─── Text excerpt

Databricks Community

brij · ‎09-23-2021

I have 2 exactly same table(rows and schema). One table recides in AZSQL server data base and other one is in snowflake database. Now we have some existing code which we want to migrate from azsql to snowflake but when we are trying to create a pandas dataframe from the snowflake its takes 20 to 30 mins to do it(3.8 millon records) and in AZSQL same task, we are able to do it in 5 mins. Also to perfome toPandas for AZSQL we were using really small single node cluster and for snowflake we have to use a cluster with 56 gb of memory(otherwise we get OOM error).

brij · ‎10-01-2021

I was able to find the issue. it was happening because, python doesn't understand spark's decimal data type so, spark treats it as object and that's why rest of the python code was taking so much of time.

And after explicitly type casting it its even faster 😎 😃 . thanks guys for input.

here is the code, i am using to handle all the decimal column, Let us know if there is a better way :

def fix_decimal_type(df):
    decimal_columns = list(filter(None,[(col_ if "decimal" in unseen_df_sp.schema[col_].dataType.simpleString()else '') for col_ in df.columns]))
 
    for col_ in decimal_columns:
          df=df.withColumn(col_, col(col_).cast(DoubleType()))
    return df

View solution in original post

brij · ‎09-23-2021

Hi @Kaniz Fatma , Thanks a lot, I know this could be because of how snowflake stores the data but also wanted to check here if someone have faced it.

Ryan_Chynoweth · ‎09-23-2021

Just so I understand your issue, can you provide some more information to these questions?

You are reading the same data from both Azure SQL and Snowflake into a Spark Dataframe. At that point you are converting the spark dataframe to a Pandas dataframe using the `toPandas()` method?
The process described above is taking 4-6 times longer when using Snowflake than when compared to Azure SQL?
If the answer to the two questions above is "yes", then I would be curious if the number of partitions for both Dataframes are the same, as that could impact the process.
If the answer to the two questions above is "yes", then it is likely the performance of reading data from the databases which is taking so long. This is likely an issue on the Snowflake side not performing as expected when reading data.

My last question, is why are you converting 3.8 million rows to a pandas Dataframe? I would recommend keeping it as a Spark Dataframe as Pandas does start to reach it limitations of processing speed when rows reach the low millions.

──────

◆ Set exercise 1 ◆
In the forum thread about slow Snowflake-to-pandas conversion, what did brij find was causing the slowdown?
◆ Set exercise 2 ◆
Transcribe the forum thread about Snowflake-to-pandas conversion from "You are reading" up to and including "when reading data.".
◆ Set exercise 3 ◆
Continue the forum thread about Snowflake-to-pandas conversion from the point after its last sentence.

─── Collected data

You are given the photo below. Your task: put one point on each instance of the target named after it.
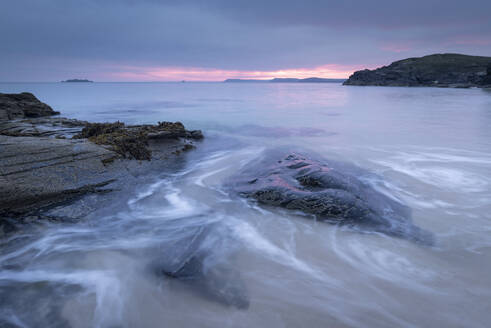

──────

◆ Final answer 1 ◆
Python doesn't understand Spark's decimal data type, so Spark treated it as an object, which made the rest of the Python code take so long.

◆ Final answer 2 ◆
You are reading the same data from both Azure SQL and Snowflake into a Spark Dataframe. At that point you are converting the spark dataframe to a Pandas dataframe using the `toPandas()` method?
The process described above is taking 4-6 times longer when using Snowflake than when compared to Azure SQL?
If the answer to the two questions above is "yes", then I would be curious if the number of partitions for both Dataframes are the same, as that could impact the process.
If the answer to the two questions above is "yes", then it is likely the performance of reading data from the databases which is taking so long. This is likely an issue on the Snowflake side not performing as expected when reading data.

◆ Final answer 3 ◆
brij · ‎09-23-2021

Hi Ryan, Answer to the first 2 question is yes. and partitions for the AZSQL is 1 and for snowflake is 46. Also It's not only about time, with snowflake, We can see a spike in memory consumption as well(in general). While working with snowflake we require more memory, i don't know why? And that's what I am trying to understand. Regarding your suggestion for keeping it in spark data frame, Yes we are keeping it as our last option because it will require lot of code changes, we already have code which works fine with AZSQL(3.8 million records.

thanks for your reply.

Brijan

brij · ‎09-27-2021

I have found one issue with snowflake and this might be related, it could be because of how snowflake stores all of its numeric data type.

https://community.snowflake.com/s/question/0D50Z00008ZddGDSAZ/we-snowflake-convert-smallint-int-data...

Ryan_Chynoweth · ‎09-27-2021

Are you reading the entire table from Snowflake into a Dataframe? I would test to see how fast the query runs in Snowflake natively. If you are reading the entire table then select * would do.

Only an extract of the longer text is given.